Work required:
Drop the pictures; give again exactly the lines from the one holding "# Provide the mask of every instance of the overturned" through the end of the data.
= Beginning of Section =
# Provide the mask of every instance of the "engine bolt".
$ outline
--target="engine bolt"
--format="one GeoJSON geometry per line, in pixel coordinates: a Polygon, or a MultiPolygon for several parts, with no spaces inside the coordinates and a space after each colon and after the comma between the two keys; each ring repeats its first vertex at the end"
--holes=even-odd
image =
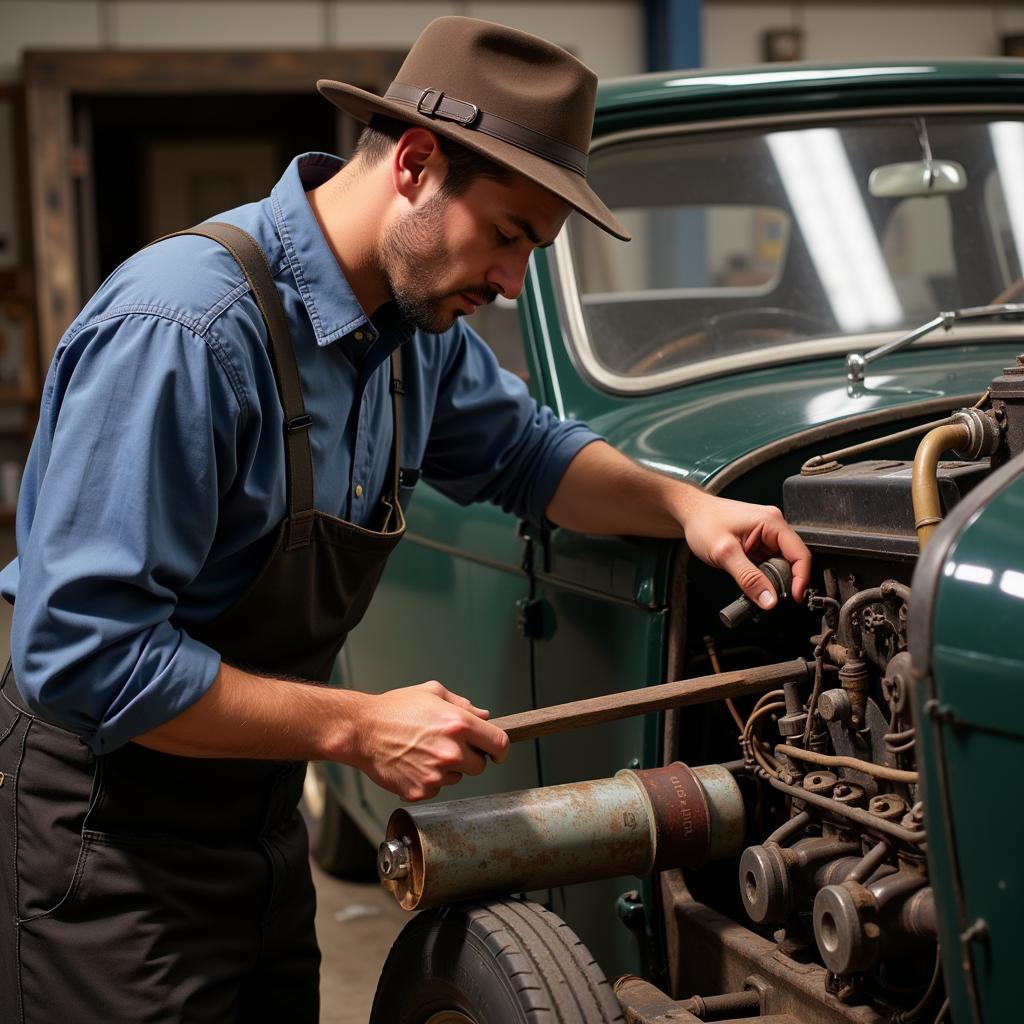
{"type": "Polygon", "coordinates": [[[924,828],[924,805],[914,804],[903,816],[900,824],[912,832],[920,832],[924,828]]]}
{"type": "Polygon", "coordinates": [[[871,798],[868,811],[884,821],[896,821],[907,813],[907,801],[894,793],[879,793],[871,798]]]}
{"type": "Polygon", "coordinates": [[[779,735],[789,739],[792,736],[802,736],[804,726],[807,724],[807,713],[799,711],[793,715],[783,715],[778,720],[779,735]]]}
{"type": "Polygon", "coordinates": [[[838,781],[833,772],[811,772],[804,778],[804,789],[808,793],[831,793],[838,781]]]}
{"type": "Polygon", "coordinates": [[[832,790],[832,799],[838,800],[839,803],[846,804],[847,806],[855,806],[864,799],[864,787],[856,782],[840,782],[832,790]]]}
{"type": "Polygon", "coordinates": [[[389,839],[380,844],[377,851],[377,871],[381,878],[397,880],[409,874],[409,847],[412,843],[405,836],[389,839]]]}
{"type": "Polygon", "coordinates": [[[826,722],[845,722],[850,717],[850,698],[845,690],[826,690],[818,698],[818,714],[826,722]]]}

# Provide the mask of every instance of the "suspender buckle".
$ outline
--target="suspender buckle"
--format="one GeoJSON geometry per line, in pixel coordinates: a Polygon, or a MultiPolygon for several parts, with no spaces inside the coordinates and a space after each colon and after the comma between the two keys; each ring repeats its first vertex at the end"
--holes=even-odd
{"type": "Polygon", "coordinates": [[[297,430],[309,430],[313,425],[313,417],[308,412],[304,412],[301,416],[293,416],[290,420],[285,421],[284,429],[288,434],[294,434],[297,430]]]}
{"type": "Polygon", "coordinates": [[[405,385],[402,383],[401,377],[391,378],[391,394],[393,395],[404,395],[405,385]]]}

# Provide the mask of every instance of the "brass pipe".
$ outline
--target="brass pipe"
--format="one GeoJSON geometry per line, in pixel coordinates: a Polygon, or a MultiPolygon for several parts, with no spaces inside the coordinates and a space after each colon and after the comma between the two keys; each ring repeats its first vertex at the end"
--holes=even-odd
{"type": "Polygon", "coordinates": [[[942,522],[939,502],[939,457],[945,451],[966,448],[971,440],[970,430],[964,423],[936,427],[925,434],[914,456],[914,472],[910,481],[910,495],[914,505],[914,528],[920,551],[931,540],[935,527],[942,522]]]}

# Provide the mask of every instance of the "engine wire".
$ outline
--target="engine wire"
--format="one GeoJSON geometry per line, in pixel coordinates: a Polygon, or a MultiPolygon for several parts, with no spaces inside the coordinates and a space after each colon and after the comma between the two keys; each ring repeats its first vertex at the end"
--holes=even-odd
{"type": "Polygon", "coordinates": [[[886,744],[886,749],[889,751],[890,754],[905,754],[908,750],[913,750],[916,744],[917,740],[911,738],[907,740],[906,743],[901,743],[898,747],[893,747],[889,744],[886,744]]]}
{"type": "MultiPolygon", "coordinates": [[[[718,661],[718,651],[715,649],[715,641],[710,637],[704,637],[704,647],[708,652],[708,660],[711,662],[711,671],[716,676],[722,674],[722,666],[718,661]]],[[[739,713],[736,704],[733,702],[732,697],[725,698],[725,706],[729,709],[729,714],[732,715],[732,720],[736,723],[736,728],[739,729],[740,734],[743,733],[743,728],[746,723],[743,721],[743,716],[739,713]]]]}
{"type": "Polygon", "coordinates": [[[770,693],[763,694],[754,705],[754,710],[750,712],[750,717],[747,719],[740,736],[740,746],[743,749],[744,756],[752,757],[769,775],[773,776],[778,776],[782,770],[782,765],[765,748],[761,738],[754,733],[754,725],[761,718],[764,718],[765,715],[772,714],[775,711],[784,711],[786,702],[784,700],[774,700],[774,698],[783,696],[785,695],[782,690],[772,690],[770,693]],[[773,703],[765,703],[765,701],[773,701],[773,703]]]}
{"type": "Polygon", "coordinates": [[[890,768],[885,764],[875,764],[874,761],[862,761],[859,757],[846,757],[843,754],[820,754],[816,750],[804,750],[803,747],[790,746],[788,743],[778,744],[775,747],[775,752],[785,754],[797,761],[810,761],[811,764],[853,768],[855,771],[874,775],[879,779],[887,779],[889,782],[906,782],[909,785],[916,785],[918,782],[917,772],[907,772],[902,768],[890,768]]]}
{"type": "Polygon", "coordinates": [[[801,467],[800,473],[806,475],[808,472],[821,471],[825,466],[829,469],[835,469],[839,466],[840,459],[848,459],[851,455],[862,455],[864,452],[872,451],[875,448],[881,448],[887,444],[895,444],[897,441],[906,441],[911,437],[920,437],[921,434],[927,434],[934,430],[936,427],[944,427],[953,422],[952,416],[945,416],[941,420],[932,420],[930,423],[922,423],[916,427],[909,427],[906,430],[900,430],[895,434],[886,434],[883,437],[872,438],[870,441],[863,441],[860,444],[850,445],[848,448],[840,448],[834,452],[828,452],[823,455],[812,455],[801,467]],[[832,463],[835,463],[833,466],[832,463]]]}
{"type": "Polygon", "coordinates": [[[882,739],[888,743],[905,743],[914,735],[914,728],[903,729],[901,732],[887,732],[882,739]]]}
{"type": "MultiPolygon", "coordinates": [[[[831,598],[829,599],[831,600],[831,598]]],[[[838,602],[835,602],[838,604],[838,602]]],[[[822,677],[825,674],[825,651],[835,636],[834,629],[826,629],[821,635],[821,641],[814,648],[814,686],[811,689],[811,699],[807,702],[807,721],[804,723],[803,745],[806,747],[811,740],[811,728],[814,724],[814,714],[818,709],[818,697],[821,695],[822,677]]]]}

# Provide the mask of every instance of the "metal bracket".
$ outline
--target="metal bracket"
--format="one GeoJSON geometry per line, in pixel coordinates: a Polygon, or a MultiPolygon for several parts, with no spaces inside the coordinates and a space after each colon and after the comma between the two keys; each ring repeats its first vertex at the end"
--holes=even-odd
{"type": "Polygon", "coordinates": [[[516,601],[516,627],[524,640],[540,640],[544,635],[544,602],[536,597],[516,601]]]}

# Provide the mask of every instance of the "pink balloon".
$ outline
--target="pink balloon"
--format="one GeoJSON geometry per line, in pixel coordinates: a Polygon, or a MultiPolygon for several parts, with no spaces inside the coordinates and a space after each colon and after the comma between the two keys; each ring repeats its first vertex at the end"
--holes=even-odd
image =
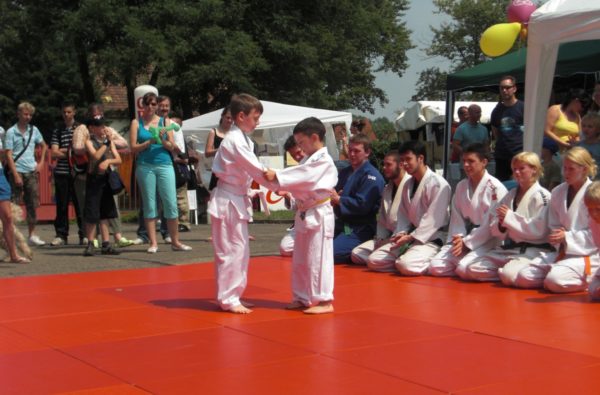
{"type": "Polygon", "coordinates": [[[531,0],[512,0],[506,8],[506,17],[510,22],[527,23],[535,9],[531,0]]]}

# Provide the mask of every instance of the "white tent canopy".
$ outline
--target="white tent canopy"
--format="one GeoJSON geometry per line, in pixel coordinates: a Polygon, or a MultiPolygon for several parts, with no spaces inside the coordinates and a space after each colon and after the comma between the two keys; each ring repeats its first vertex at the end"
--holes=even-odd
{"type": "MultiPolygon", "coordinates": [[[[462,106],[469,107],[471,104],[477,104],[481,107],[481,123],[489,123],[492,110],[496,102],[466,102],[459,101],[455,103],[454,108],[462,106]]],[[[454,120],[458,117],[454,114],[454,120]]],[[[395,120],[394,125],[397,131],[416,130],[428,123],[444,123],[446,121],[446,102],[445,101],[418,101],[413,106],[404,110],[395,120]]]]}
{"type": "Polygon", "coordinates": [[[600,0],[550,0],[529,20],[523,148],[541,151],[558,46],[600,39],[600,0]]]}
{"type": "MultiPolygon", "coordinates": [[[[292,106],[266,100],[261,100],[261,103],[263,105],[263,114],[260,117],[257,130],[253,133],[255,141],[259,144],[266,144],[270,145],[271,148],[277,148],[279,154],[283,155],[283,143],[292,134],[294,126],[305,118],[316,117],[325,124],[327,128],[325,136],[327,148],[329,149],[329,153],[337,159],[337,147],[331,125],[344,123],[346,124],[346,130],[350,130],[352,114],[349,112],[292,106]]],[[[186,136],[195,136],[203,150],[206,136],[211,129],[219,125],[222,111],[223,109],[219,109],[183,121],[183,133],[186,136]]]]}

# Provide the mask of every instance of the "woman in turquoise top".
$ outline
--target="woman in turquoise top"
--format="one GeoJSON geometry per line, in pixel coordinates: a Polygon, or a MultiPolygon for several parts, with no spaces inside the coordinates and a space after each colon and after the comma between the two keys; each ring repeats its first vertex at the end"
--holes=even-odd
{"type": "Polygon", "coordinates": [[[144,95],[142,105],[144,108],[141,117],[131,121],[129,138],[131,151],[137,154],[135,177],[142,193],[144,220],[150,239],[148,253],[154,254],[158,251],[156,241],[157,191],[164,216],[167,219],[171,248],[173,251],[189,251],[192,248],[179,241],[177,191],[171,159],[171,152],[176,149],[173,132],[162,129],[159,136],[160,143],[150,133],[151,127],[168,127],[171,121],[156,115],[158,100],[153,92],[144,95]]]}

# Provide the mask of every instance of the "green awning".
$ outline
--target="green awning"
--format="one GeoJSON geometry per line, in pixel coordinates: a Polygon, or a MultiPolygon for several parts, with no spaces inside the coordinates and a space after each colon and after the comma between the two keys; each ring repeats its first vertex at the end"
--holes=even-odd
{"type": "MultiPolygon", "coordinates": [[[[446,90],[480,90],[497,86],[504,75],[512,75],[517,81],[525,80],[527,49],[500,56],[489,62],[448,75],[446,90]]],[[[590,74],[600,71],[600,40],[576,41],[561,44],[556,61],[556,77],[590,74]]]]}

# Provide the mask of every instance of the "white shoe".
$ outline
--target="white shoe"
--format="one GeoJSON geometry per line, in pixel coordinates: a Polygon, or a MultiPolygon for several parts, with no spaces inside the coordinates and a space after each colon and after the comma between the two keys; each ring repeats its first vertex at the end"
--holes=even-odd
{"type": "Polygon", "coordinates": [[[171,236],[167,236],[163,240],[165,241],[165,244],[171,244],[171,242],[173,241],[171,240],[171,236]]]}
{"type": "Polygon", "coordinates": [[[42,239],[40,239],[40,237],[38,235],[31,235],[31,237],[29,237],[29,245],[30,246],[45,246],[46,242],[42,239]]]}
{"type": "Polygon", "coordinates": [[[54,240],[52,240],[52,242],[50,243],[52,247],[64,246],[65,244],[67,243],[62,237],[55,237],[54,240]]]}
{"type": "Polygon", "coordinates": [[[133,245],[136,245],[136,246],[139,246],[140,244],[145,244],[145,243],[146,242],[141,237],[138,237],[137,239],[133,240],[133,245]]]}
{"type": "Polygon", "coordinates": [[[149,247],[146,252],[148,254],[156,254],[158,252],[158,246],[154,246],[154,247],[149,247]]]}
{"type": "Polygon", "coordinates": [[[190,246],[186,246],[185,244],[179,244],[179,247],[177,247],[176,245],[171,245],[171,249],[173,251],[191,251],[192,247],[190,246]]]}

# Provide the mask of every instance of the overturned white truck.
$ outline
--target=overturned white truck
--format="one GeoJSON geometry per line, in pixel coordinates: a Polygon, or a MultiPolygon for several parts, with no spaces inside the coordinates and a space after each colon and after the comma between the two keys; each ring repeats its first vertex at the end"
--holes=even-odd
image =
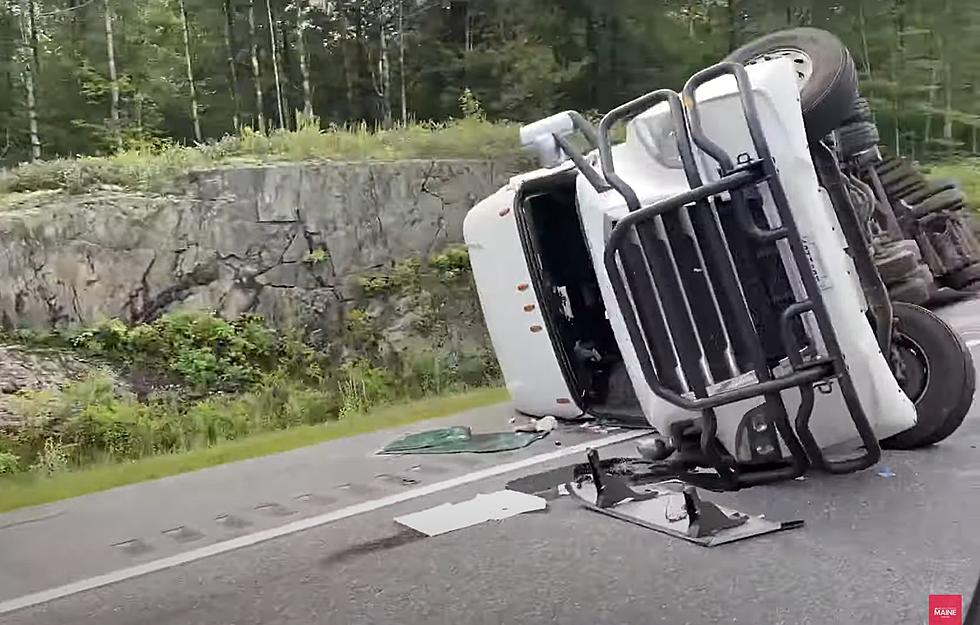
= End of Section =
Written solution:
# Provide the mask of every instance of the overturned white truck.
$ outline
--target=overturned white truck
--format="one GeoJSON geometry per line, in pixel coordinates: a Polygon, or a MultiPolygon for several parts, with no spaces inside the coordinates and a space after each colon and after the comma between the two keys; each ring repeats its first vertex at the end"
--holes=even-odd
image =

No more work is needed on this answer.